→ **Requirement 1**: Copy the stretch of the article on Brazil's offshore oil from "It seems that" through "this past May.", word for word.
→ **Requirement 2**: Which toxic substances does the article on Brazil's offshore oil name in its quote about the country's 2015 environmental disaster? List them all.

Segment Start: Source document

It seems that every few years an investment firm comes out and makes the claim that oil prices will experience a “super spike.” The general idea is that there’s only so much oil on the planet, and because we use so damn much of it the price will eventually go ballistic. The last oil super spike peaked in 2008 and has since retreated remarkably. This has been great news for consumers but discouraging to eco-friendly alternatives, including countries like Brazil that rely on the funds of their black gold to pay for a number of crucial social services. That’s not good. When the economy goes sour, people get shot. Just ask Conner Coffin,who witnessed a daylight robbery gone bad during the Oi Rio Pro this past May.

In 2007, when the Brazilian government announced that they had found up to 60 billion barrels of oil buried off of their coast, and with oil prices readying for a super spike, the state owned, publicly traded company, Petrobras, instinctively drew up plans to drill as quickly as possible. There were two major catches. First, the oil is in really deep water under what is called the pre-salt area, about 2,000-3,000 meters deep. The price tag to make this happen has been the country’s super spike bill ever since catch number two: oil took a super plunge.

What once seemed like the right choice for the Brazilian people has since come under increasing scrutiny from economists to environmentalists who don’t have as much success protesting as the squeaky Jesse Eisenberg, the blue macaw, did in Rio 2. In the real world last year, 29 Brazilian environmentalists were murdered, so getting a negative story out could come at the ultimate price.

A large part of that message is the “what if” scenario. What if something goes wrong? Brazil is no stranger to “what if” natural disasters. In the Fall of 2015, Brazil suffered the worst environmental disaster in their history. As Alexander Haro aptly put it, “It was an absolute fucking disaster…chock full of incredibly toxic shit, including mercury, arsenic, chromium and manganese at levels far above human consumption levels.”

So, no matter how safe Petrobras or the Brazilian government claims the extraction process to be, there is never a guarantee of safety. Most of us recall on April 20, 2010 when the Deepwater Horizon rig exploded in the Gulf of Mexico. It was the planet’s worst oil spill. Because the Brazilian pre-salt fields are so much larger, deeper, and contain more oil, an accident at sea would be catastrophic beyond words. Can the world helplessly afford to watch another nightmarish underwater disaster unfold?

Segment End: Source document
Segment Start: Extracted entries

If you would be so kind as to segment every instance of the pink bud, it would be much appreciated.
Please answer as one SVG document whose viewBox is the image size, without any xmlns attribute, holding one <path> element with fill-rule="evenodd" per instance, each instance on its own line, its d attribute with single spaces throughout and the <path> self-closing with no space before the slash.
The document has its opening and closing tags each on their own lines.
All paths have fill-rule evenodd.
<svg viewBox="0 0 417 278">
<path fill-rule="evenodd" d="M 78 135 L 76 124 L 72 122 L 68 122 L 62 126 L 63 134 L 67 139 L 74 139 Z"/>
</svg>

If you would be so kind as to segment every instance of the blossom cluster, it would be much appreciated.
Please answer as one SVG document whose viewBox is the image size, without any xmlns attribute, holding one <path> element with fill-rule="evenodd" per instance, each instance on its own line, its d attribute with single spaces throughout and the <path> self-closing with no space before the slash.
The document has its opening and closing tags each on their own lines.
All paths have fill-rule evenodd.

Segment End: Extracted entries

→ **Worked solution 1**:
It seems that every few years an investment firm comes out and makes the claim that oil prices will experience a “super spike.” The general idea is that there’s only so much oil on the planet, and because we use so damn much of it the price will eventually go ballistic. The last oil super spike peaked in 2008 and has since retreated remarkably. This has been great news for consumers but discouraging to eco-friendly alternatives, including countries like Brazil that rely on the funds of their black gold to pay for a number of crucial social services. That’s not good. When the economy goes sour, people get shot. Just ask Conner Coffin,who witnessed a daylight robbery gone bad during the Oi Rio Pro this past May.

→ **Worked solution 2**: Mercury, arsenic, chromium, manganese